▶ _Activity_
Set all of the entries down again precisely as they are written.

-- Exercise input follows --

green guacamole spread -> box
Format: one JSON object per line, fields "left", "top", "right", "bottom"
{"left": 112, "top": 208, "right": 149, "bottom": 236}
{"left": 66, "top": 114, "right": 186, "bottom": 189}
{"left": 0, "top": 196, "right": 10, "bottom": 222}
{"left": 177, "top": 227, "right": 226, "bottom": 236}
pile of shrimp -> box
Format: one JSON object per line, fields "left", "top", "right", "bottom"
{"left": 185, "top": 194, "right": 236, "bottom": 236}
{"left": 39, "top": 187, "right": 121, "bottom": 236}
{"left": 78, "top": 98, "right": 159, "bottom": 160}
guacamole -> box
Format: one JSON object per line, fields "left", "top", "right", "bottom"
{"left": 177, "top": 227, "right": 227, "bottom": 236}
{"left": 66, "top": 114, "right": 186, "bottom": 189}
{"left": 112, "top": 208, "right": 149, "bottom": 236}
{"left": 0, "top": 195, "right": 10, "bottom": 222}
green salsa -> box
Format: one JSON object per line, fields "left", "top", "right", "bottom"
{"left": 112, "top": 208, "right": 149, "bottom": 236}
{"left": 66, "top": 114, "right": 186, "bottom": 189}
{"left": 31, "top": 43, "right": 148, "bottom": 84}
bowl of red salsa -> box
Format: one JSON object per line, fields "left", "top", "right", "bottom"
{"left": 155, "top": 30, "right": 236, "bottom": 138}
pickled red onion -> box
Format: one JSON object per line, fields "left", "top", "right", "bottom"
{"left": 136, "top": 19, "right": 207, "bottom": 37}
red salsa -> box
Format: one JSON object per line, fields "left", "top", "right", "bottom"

-- Exercise input concluded --

▶ _Answer to the problem_
green guacamole spread -> box
Format: one JSON object per line, fields "left", "top", "right", "bottom"
{"left": 112, "top": 208, "right": 149, "bottom": 236}
{"left": 66, "top": 114, "right": 186, "bottom": 189}
{"left": 0, "top": 196, "right": 10, "bottom": 222}
{"left": 177, "top": 227, "right": 226, "bottom": 236}
pile of shrimp -> box
Format: one JSON object per line, fields "left", "top", "right", "bottom"
{"left": 185, "top": 194, "right": 236, "bottom": 236}
{"left": 39, "top": 187, "right": 121, "bottom": 236}
{"left": 78, "top": 98, "right": 159, "bottom": 160}
guacamole -> box
Format: one JSON object per line, fields "left", "top", "right", "bottom"
{"left": 177, "top": 227, "right": 227, "bottom": 236}
{"left": 66, "top": 114, "right": 186, "bottom": 189}
{"left": 112, "top": 208, "right": 149, "bottom": 236}
{"left": 0, "top": 195, "right": 10, "bottom": 222}
green salsa -> box
Format: one JSON object per line, fields "left", "top", "right", "bottom"
{"left": 112, "top": 208, "right": 149, "bottom": 236}
{"left": 66, "top": 114, "right": 186, "bottom": 189}
{"left": 31, "top": 43, "right": 148, "bottom": 84}
bowl of red salsa -> box
Format: one JSON object per line, fields "left", "top", "right", "bottom"
{"left": 155, "top": 30, "right": 236, "bottom": 138}
pickled red onion -> box
Format: one JSON object per line, fields "left", "top", "right", "bottom"
{"left": 136, "top": 19, "right": 207, "bottom": 37}
red salsa -> box
Format: one JSON object per line, fields "left", "top", "right", "bottom"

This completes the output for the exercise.